=== Problem details ===
Exactly as given, restate each record that follows.

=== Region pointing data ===
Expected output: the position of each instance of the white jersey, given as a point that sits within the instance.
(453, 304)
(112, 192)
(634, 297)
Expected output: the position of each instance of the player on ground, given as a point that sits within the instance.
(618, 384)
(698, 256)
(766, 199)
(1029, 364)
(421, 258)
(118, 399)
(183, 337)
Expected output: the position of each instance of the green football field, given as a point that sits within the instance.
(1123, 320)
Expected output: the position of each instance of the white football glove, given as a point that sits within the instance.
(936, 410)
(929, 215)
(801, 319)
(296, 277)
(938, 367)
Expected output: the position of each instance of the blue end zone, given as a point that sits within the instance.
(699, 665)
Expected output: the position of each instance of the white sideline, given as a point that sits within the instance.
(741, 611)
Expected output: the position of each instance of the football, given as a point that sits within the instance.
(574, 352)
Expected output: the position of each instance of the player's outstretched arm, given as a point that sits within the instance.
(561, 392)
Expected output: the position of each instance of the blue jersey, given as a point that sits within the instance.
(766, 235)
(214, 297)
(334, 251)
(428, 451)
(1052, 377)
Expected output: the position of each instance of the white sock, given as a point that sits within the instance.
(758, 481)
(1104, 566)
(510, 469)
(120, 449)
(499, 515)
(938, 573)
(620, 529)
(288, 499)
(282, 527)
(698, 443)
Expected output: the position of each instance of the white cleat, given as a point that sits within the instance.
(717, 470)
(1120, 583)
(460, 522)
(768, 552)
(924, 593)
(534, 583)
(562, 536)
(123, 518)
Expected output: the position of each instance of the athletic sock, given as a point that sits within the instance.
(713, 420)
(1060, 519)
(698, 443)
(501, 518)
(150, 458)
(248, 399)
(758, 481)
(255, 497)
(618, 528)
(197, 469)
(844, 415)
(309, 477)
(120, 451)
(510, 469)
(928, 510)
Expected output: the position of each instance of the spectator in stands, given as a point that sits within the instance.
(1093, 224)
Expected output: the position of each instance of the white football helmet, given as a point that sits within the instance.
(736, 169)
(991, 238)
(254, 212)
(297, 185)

=== Output below ===
Expected output: the position of each instance of the white jersey, given as a point that sits within the instance.
(453, 304)
(112, 192)
(634, 297)
Expected output: the position of each instance of the player on ground, given as a point that sits within the instance.
(618, 384)
(698, 256)
(766, 199)
(1029, 364)
(421, 258)
(118, 399)
(183, 337)
Expected output: the position of each instance of the green football field, given as a point that sits within the instance.
(1123, 320)
Expected output: the position of each instance of the white football glove, given as a point that sits within the instance.
(936, 410)
(929, 215)
(801, 319)
(296, 277)
(938, 367)
Expected output: the position of each instance of the blue end zone, given as a point that sits within the instance.
(699, 665)
Expected output: the position of each instance of the white sideline, given as a point that sits within the instance.
(741, 611)
Expected output: the position of each instance of the football, given as a point that sits within the instance.
(574, 352)
Expected output: the position of each instance of the player's outstretched arm, given as a point that sits within the instance.
(561, 392)
Expected output: the position of each instance of the blue jersey, given as a point that sits within the instance.
(766, 235)
(214, 297)
(334, 251)
(428, 451)
(1052, 377)
Expected output: the position of each instance of the white sock, given as a point that sits within the instance.
(758, 481)
(1104, 566)
(510, 469)
(120, 449)
(499, 515)
(938, 573)
(620, 529)
(288, 499)
(282, 527)
(698, 443)
Expected output: the position of each instance of the white cleat, given as a point that sits within the instance.
(717, 470)
(1120, 583)
(460, 522)
(768, 552)
(924, 593)
(534, 583)
(562, 536)
(123, 518)
Expected output: the position of each instance of the athletic sock, given as a point that sits within the instance.
(713, 420)
(1060, 519)
(698, 443)
(501, 518)
(150, 458)
(248, 399)
(758, 481)
(255, 497)
(618, 528)
(197, 469)
(844, 415)
(309, 477)
(120, 451)
(510, 469)
(928, 510)
Expected output: the position of each instance of the spectator in stands, given as a point that sits within the instance.
(1093, 224)
Expected output: the position of each instance of the white football helmet, given as a point that sits within the instance.
(736, 169)
(991, 238)
(254, 212)
(297, 185)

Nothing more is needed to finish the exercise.